-- Start of READING TEXT --

Doomy feelings of despair aka "depressive realism" are legitimate and justified. We can still talk about the utility of hope as a motivating tool to get people to legislate one way or another in order to manage our slide towards these coming conditions. But that might also contribute to false attitudes of being in control over a situation that we are responsible for but no longer really in control of, if indeed we ever were.
I'll be interested to see what the final episode of the new Cosmos has to say. I remember that in the original it was the big "You know, we really could be this fucked" conclusion, which I thought was remarkably clear eyed of Sagan. Will Tyson go similarly?
― Ned Raggett, Thursday, 17 April 2014 21:25 (twelve years ago)
Yeah, to be honest, the last few books on the subject that I've read have rattled me to the point that I'm genuinely sad for my friends who are parents, because their children are going to inherit a situation that they did not create but which they're going to have to resolve if humanity's going to survive. I'll probably be dead by 2050, but my friend's children will be seeing what happens when our endlessly spiking human population growth, water-use, and energy needs slam into basic limitations on global resources. Perhaps the scariest moment in the Emmott book --which is this:
http://www.amazon.com/Ten-Billion-Vintage-Stephen-Emmott/dp/0345806476/ref=sr_1_1?s=books&ie=UTF8&qid=1397065896&sr=1-1&keywords=ten+billion+by+stephen+emmott
---occurs when he notices that lately a new demographic has started anxiously attending climate change conferences: the military. What is happening is that the writing is on the wall and now people have realized that climate change and scarcity are going to lead to massive refugee populations. Borders are going to be contested as equatorial zones become gradually less and less habitable. The militarization of climate change is likely and a new geopolitics will result (as tundra melts, Russia becomes more of a global grain belt than ever and gets more powerful as a result in these scenarios). The capitalist extraction machine fucked up the world's climate on behalf of a small crew of developed nations. The rest of the world has a rising population and an ever rising desire to live like the completely unsustainable West (look at the rising numbers of cars on this planet- if the cars-to-people ratio that is "normal" for the USA shows up in India and China then you can bet that our climate change situation is going to get much, much worse).

-- End of READING TEXT --
-- Start of DATA FOR PROCESSING --

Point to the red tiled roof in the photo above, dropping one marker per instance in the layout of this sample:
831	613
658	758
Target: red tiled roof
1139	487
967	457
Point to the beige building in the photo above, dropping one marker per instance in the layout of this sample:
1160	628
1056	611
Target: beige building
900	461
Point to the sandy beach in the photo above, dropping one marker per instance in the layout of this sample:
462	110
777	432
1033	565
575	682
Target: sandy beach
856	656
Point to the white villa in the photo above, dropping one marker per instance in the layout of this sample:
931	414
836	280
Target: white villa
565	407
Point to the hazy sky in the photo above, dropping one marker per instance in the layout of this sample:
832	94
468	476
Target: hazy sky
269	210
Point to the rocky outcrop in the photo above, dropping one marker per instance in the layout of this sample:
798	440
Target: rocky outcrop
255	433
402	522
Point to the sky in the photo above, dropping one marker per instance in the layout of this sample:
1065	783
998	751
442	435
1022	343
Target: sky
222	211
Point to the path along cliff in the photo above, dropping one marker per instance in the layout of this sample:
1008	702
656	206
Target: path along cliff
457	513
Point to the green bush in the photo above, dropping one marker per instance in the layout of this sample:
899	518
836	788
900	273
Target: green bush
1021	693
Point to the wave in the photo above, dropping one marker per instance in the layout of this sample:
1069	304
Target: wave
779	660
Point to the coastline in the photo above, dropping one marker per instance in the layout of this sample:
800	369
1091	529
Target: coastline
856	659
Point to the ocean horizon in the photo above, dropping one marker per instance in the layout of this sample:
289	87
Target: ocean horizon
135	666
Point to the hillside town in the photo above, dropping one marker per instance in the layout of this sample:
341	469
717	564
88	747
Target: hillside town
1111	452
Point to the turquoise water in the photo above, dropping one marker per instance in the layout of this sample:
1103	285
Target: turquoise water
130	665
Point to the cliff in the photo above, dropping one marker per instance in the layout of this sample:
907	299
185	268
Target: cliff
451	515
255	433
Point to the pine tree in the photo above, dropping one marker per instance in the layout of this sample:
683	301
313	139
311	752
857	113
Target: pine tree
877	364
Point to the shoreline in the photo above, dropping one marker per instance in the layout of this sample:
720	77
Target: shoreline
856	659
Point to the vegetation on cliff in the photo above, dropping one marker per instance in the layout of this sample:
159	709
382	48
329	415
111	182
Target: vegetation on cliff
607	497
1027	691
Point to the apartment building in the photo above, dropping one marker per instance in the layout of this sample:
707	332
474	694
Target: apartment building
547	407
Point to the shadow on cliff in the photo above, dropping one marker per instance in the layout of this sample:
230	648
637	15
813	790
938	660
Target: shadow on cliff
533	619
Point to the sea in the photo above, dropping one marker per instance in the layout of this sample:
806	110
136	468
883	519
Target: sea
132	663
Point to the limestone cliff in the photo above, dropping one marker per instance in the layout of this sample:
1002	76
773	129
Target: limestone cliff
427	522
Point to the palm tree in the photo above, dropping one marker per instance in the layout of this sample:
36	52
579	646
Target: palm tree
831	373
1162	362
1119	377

-- End of DATA FOR PROCESSING --

▶ [REQUIRED ACTIONS]
**A)** Write out the records again, starting at the line containing "Point to the sea" and ending at the end of the records, with every line kept, requests included. Raise each answer coordinate by 69, and leave the sample coordinates in the requests as they are.
**B)** Carry on the post about climate change, picking up after its final sentence.

▶ [ANSWERS FOR THE TASKS]
**A)**
Point to the sea in the photo above, dropping one marker per instance in the layout of this sample:
806	110
136	468
883	519
Target: sea
201	732
Point to the limestone cliff in the photo above, dropping one marker per instance in the layout of this sample:
1002	76
773	129
Target: limestone cliff
496	591
Point to the palm tree in the photo above, dropping one marker per instance in the layout of this sample:
36	52
579	646
Target: palm tree
900	442
1231	431
1188	446

**B)**
― the tune was space, Thursday, 17 April 2014 21:52 (twelve years ago)
Yeah, it's amazing how the media rarely reports on the insurance industry and pentagon's intense interest in climate change.
― Karl Malone, Thursday, 17 April 2014 21:57 (twelve years ago)
Rather. At some point the penny will drop among the more willfully blind.
― Ned Raggett, Thursday, 17 April 2014 22:02 (twelve years ago)
"ExxonMobil did not grant a request for comment." Indeed.
http://www.climatecentral.org/news/investors-will-oil-coal-companies-will-thrive-in-warming-world-16653
― the tune was space, Thursday, 17 April 2014 22:02 (twelve years ago)
The military has been paying attention to climate change for years...
― J'ai toujours préféré la folie des passions à la sagesse de (Michael White), Thursday, 17 April 2014 22:02 (twelve years ago)
I've seen conservatives:- dismiss funding for the Navy research into algal biofuels as more earmark nonsense, and- point to Warren Buffet's recent remarks saying that he didn't notice any climate disruption to rebuff the insurance industry taking CC into account
... so I'm more than happy to try to live to see the cataclysm so I can get the last laugh not sure that penny will ever drop for some people.
― Call the Doctorb, the B is for Brownstein (Leee), Thursday, 17 April 2014 22:45 (twelve years ago)
Some ppl's identity and self-esteem are so invested in a certain narative that they'd deny the law of gravity before they'd actually engage w/reality.
― J'ai toujours préféré la folie des passions à la sagesse de (Michael White), Thursday, 17 April 2014 23:02 (twelve years ago)
Some ppl's humanity's identity and self-esteem are so invested in a certain narative that they'd deny the law of gravity before they'd actually engage w/reality.
in fact this is humanity's defining achievement.
― mattresslessness, Thursday, 17 April 2014 23:22 (twelve years ago)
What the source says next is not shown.